- [Material for this exercise]
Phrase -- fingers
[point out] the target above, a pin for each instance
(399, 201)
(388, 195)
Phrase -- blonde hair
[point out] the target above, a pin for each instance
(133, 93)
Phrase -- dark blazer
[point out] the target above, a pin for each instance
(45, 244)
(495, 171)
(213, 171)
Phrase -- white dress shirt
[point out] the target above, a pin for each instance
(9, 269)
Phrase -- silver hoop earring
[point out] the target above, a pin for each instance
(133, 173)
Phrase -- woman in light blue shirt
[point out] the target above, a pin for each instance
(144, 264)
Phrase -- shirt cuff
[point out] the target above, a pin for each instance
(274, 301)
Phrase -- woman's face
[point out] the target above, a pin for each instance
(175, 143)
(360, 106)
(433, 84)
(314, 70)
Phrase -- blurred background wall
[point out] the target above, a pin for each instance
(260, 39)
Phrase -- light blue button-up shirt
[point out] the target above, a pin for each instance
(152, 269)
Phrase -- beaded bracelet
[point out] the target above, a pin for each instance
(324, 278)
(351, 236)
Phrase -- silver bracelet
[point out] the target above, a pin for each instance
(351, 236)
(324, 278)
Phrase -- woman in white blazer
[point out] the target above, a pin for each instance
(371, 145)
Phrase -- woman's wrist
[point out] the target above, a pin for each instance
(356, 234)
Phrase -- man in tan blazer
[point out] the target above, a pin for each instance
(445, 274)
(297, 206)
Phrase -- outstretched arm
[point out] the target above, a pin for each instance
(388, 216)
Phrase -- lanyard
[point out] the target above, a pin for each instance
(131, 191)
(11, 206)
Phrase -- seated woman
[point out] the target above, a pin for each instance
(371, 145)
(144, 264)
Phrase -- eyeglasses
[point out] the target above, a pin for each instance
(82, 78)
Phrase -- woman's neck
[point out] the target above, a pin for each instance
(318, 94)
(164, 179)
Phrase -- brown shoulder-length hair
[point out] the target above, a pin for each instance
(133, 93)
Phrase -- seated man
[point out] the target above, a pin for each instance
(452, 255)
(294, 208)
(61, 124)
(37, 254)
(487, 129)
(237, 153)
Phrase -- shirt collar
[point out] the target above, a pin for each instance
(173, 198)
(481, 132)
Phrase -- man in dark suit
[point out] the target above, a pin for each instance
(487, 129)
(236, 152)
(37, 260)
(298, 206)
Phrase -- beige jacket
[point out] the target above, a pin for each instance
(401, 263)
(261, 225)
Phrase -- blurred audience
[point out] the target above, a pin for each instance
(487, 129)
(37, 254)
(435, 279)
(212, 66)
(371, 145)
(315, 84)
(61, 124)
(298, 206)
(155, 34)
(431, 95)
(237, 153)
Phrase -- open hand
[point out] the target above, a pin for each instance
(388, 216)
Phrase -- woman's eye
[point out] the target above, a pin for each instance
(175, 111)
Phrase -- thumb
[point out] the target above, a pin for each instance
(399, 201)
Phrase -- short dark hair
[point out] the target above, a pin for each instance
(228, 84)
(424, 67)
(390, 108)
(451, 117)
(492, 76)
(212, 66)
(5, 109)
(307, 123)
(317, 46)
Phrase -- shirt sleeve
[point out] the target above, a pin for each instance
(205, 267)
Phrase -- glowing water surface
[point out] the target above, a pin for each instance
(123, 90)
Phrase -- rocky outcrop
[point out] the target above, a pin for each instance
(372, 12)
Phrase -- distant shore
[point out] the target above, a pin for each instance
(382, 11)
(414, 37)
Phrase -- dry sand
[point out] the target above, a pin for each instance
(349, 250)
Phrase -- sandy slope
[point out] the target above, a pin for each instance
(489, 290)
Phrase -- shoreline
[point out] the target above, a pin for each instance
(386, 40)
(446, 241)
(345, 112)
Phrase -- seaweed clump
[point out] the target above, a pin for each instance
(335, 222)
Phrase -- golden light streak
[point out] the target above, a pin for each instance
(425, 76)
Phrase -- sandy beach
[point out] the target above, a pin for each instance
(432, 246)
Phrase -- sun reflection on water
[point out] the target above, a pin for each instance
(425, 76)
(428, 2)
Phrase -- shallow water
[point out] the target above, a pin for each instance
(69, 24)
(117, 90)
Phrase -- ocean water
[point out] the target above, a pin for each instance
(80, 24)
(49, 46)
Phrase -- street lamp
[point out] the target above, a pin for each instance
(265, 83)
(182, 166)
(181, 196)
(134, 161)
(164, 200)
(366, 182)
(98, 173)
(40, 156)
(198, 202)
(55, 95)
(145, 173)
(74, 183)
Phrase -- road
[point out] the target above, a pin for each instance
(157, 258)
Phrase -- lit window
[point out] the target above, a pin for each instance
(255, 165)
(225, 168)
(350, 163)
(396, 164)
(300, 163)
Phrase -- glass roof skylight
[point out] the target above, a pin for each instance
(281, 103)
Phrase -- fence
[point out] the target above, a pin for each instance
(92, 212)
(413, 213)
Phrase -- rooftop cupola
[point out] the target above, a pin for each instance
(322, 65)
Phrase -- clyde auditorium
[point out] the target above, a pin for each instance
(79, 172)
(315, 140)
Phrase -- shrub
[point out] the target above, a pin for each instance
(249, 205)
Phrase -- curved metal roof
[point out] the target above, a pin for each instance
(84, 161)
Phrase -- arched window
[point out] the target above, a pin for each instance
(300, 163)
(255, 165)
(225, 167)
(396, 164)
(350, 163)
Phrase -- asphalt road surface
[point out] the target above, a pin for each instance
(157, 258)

==

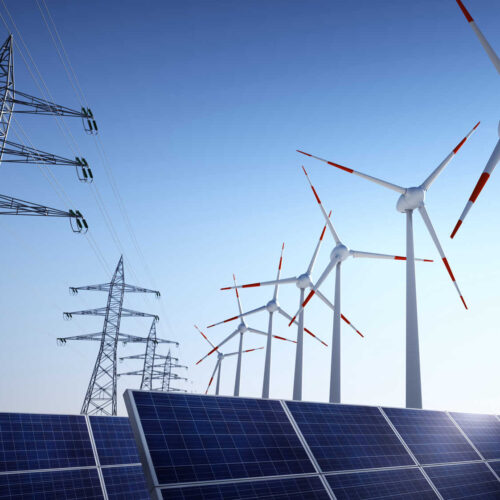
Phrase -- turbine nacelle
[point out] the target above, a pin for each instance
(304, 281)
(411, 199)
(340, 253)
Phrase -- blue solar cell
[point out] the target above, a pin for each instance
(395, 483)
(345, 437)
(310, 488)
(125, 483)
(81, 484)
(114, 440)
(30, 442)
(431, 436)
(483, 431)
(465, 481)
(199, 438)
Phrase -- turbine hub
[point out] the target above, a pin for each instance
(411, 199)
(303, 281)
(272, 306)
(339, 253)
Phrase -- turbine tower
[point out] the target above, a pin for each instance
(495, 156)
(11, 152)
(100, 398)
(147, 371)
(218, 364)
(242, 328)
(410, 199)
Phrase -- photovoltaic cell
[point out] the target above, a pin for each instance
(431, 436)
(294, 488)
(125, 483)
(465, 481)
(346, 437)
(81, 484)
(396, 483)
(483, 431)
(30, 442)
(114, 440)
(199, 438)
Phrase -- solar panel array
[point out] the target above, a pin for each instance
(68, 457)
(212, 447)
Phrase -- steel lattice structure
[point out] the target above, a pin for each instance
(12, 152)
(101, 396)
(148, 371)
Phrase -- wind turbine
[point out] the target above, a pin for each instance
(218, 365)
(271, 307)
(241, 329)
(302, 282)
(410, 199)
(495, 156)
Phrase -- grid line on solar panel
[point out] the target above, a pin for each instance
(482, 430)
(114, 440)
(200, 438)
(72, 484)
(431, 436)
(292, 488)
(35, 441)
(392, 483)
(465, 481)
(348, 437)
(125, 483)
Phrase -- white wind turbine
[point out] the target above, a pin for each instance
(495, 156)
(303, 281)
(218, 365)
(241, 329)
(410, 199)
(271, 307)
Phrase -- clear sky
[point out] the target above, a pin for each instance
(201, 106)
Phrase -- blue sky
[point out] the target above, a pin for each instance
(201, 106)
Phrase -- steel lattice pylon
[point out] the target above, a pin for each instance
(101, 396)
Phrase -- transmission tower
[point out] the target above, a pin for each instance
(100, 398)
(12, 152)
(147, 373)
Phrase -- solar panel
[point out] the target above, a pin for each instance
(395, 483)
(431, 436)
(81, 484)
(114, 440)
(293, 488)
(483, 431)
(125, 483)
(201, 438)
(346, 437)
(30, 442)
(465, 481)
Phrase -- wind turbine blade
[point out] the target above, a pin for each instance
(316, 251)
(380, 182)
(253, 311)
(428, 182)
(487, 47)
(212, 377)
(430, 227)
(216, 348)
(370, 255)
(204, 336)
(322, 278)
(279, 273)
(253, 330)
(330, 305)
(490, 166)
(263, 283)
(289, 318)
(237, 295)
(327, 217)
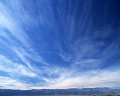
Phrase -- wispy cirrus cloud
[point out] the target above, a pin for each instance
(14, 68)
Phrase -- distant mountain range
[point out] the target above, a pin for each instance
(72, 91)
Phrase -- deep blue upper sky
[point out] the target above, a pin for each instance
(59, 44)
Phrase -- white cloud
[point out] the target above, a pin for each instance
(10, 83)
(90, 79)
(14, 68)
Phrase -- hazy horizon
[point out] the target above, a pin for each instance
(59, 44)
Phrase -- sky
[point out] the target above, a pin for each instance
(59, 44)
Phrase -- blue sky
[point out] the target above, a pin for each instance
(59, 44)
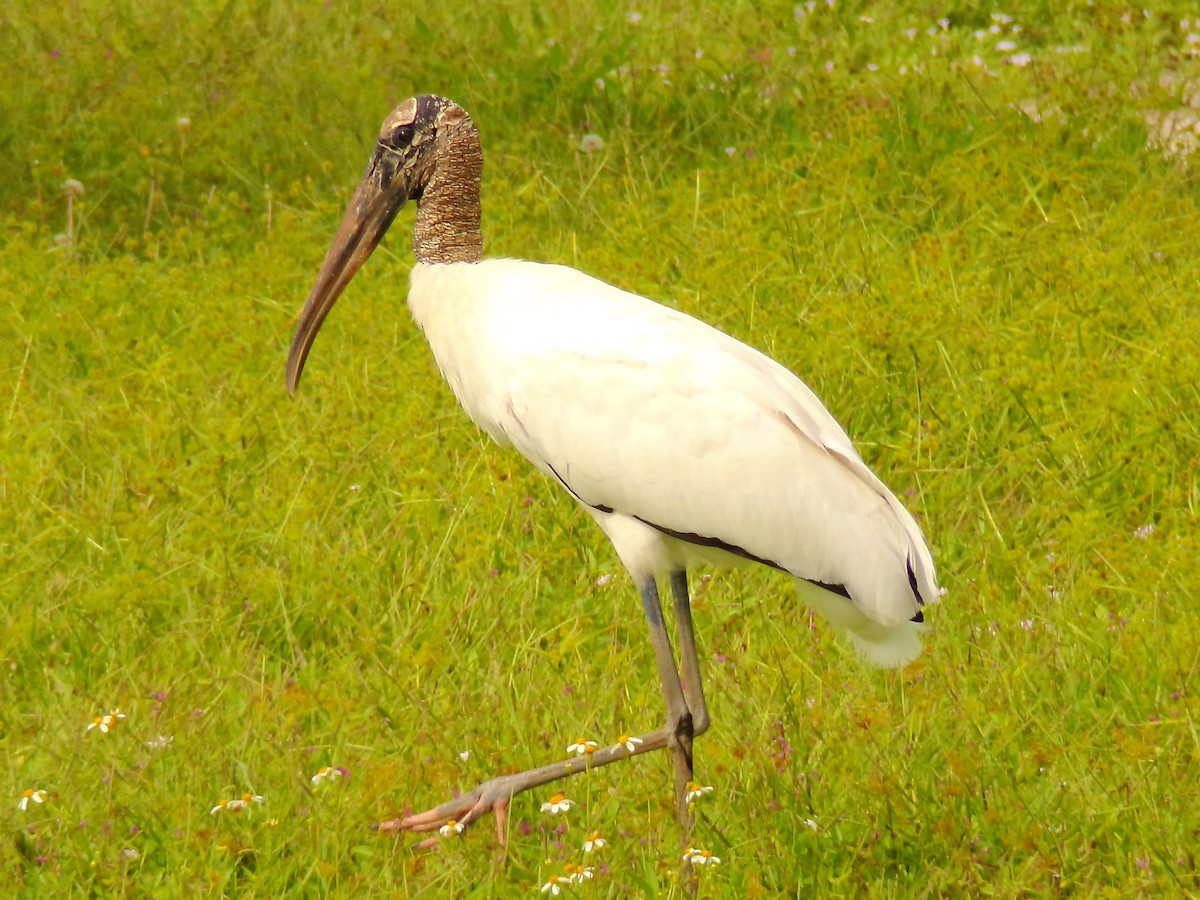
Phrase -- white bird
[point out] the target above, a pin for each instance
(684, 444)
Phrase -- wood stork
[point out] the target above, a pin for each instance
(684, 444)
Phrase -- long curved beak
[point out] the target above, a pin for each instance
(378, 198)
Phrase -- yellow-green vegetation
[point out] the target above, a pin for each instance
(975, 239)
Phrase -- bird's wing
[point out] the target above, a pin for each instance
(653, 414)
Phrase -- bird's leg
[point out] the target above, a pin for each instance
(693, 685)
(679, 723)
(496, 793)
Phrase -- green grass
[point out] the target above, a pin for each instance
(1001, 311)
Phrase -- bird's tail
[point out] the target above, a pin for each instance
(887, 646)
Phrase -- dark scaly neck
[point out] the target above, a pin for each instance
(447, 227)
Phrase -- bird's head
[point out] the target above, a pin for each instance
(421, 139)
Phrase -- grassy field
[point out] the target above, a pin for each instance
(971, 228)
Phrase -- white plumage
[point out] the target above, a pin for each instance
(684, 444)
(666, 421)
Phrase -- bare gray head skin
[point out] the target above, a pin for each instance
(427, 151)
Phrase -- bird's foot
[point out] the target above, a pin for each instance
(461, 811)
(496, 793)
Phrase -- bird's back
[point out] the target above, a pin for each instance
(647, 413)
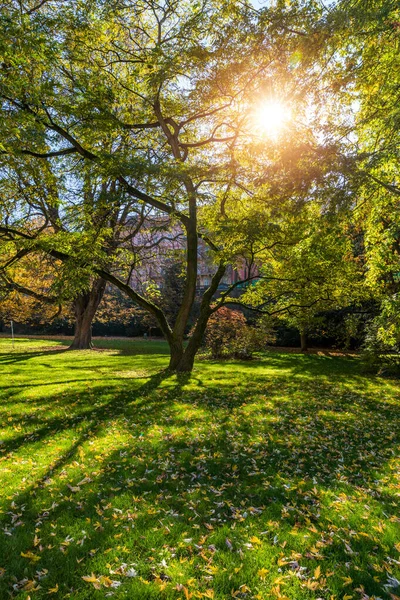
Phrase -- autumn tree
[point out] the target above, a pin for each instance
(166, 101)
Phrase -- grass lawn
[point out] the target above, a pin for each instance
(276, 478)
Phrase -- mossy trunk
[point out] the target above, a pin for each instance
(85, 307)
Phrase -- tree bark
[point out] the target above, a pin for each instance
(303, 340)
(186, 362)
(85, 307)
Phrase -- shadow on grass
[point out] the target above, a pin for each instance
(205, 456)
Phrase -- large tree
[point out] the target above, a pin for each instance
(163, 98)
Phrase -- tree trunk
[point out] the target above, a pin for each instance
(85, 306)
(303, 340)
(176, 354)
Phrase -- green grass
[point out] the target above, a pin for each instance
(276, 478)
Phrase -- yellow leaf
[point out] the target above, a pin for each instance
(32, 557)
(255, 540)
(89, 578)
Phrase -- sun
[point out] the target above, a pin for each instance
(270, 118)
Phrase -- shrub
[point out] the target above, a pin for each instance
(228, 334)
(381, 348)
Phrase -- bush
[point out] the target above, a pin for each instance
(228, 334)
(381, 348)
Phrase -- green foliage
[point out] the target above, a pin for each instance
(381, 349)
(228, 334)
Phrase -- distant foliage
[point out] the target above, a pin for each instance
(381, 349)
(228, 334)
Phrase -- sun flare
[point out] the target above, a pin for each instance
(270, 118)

==

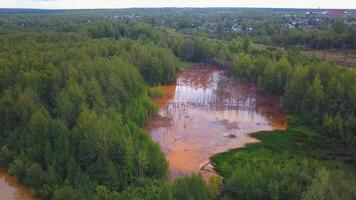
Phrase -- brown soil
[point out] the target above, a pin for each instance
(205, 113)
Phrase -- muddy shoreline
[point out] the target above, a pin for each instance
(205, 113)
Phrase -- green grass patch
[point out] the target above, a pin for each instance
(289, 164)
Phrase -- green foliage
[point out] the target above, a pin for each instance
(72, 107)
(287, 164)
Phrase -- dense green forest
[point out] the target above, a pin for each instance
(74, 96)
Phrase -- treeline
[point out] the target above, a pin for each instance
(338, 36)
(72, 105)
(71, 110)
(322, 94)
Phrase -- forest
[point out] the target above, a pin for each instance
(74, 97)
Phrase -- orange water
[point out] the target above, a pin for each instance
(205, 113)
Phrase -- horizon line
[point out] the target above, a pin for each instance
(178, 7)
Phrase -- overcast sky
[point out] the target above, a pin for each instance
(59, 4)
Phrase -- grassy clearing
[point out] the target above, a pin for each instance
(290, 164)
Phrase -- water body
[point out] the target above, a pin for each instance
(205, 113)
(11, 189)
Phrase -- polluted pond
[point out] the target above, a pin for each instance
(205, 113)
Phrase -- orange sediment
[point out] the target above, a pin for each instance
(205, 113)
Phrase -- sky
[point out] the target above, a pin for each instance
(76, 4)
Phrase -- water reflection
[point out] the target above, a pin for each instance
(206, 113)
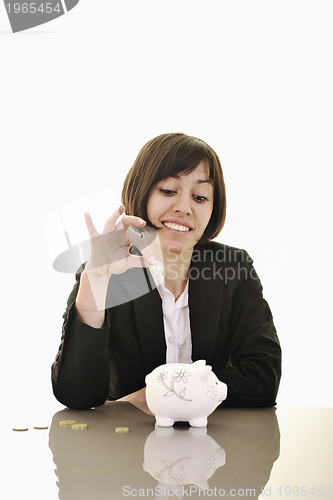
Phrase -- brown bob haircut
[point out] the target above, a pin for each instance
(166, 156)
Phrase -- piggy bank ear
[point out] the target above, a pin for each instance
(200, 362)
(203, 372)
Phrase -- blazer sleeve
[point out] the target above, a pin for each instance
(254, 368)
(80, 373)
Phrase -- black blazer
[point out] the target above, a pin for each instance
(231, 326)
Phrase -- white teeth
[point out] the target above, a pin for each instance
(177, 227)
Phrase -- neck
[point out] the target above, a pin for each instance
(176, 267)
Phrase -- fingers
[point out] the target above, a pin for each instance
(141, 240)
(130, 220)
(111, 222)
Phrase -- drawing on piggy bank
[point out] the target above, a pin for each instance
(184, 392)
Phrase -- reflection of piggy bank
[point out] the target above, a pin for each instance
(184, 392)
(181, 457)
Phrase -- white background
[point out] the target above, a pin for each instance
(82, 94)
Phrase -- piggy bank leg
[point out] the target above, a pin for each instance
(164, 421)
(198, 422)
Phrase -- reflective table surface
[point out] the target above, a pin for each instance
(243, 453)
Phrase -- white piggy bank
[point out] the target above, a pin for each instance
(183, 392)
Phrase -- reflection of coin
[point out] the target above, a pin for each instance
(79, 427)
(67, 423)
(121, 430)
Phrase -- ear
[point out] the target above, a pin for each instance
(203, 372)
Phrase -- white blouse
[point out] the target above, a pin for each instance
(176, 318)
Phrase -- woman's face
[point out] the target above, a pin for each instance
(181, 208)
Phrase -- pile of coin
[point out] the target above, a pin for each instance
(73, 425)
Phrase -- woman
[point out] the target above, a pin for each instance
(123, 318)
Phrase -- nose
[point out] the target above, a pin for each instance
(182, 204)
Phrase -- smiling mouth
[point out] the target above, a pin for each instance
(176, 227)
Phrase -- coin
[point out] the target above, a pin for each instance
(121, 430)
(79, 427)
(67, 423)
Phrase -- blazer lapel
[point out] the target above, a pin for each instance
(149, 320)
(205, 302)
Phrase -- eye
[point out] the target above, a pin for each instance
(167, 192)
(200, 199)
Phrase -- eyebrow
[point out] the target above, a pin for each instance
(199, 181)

- [Instructions to follow] Pick out every line in the data above that contains the word "orange".

- [Solution for this problem]
Phrase -- orange water
Phrase -- orange sediment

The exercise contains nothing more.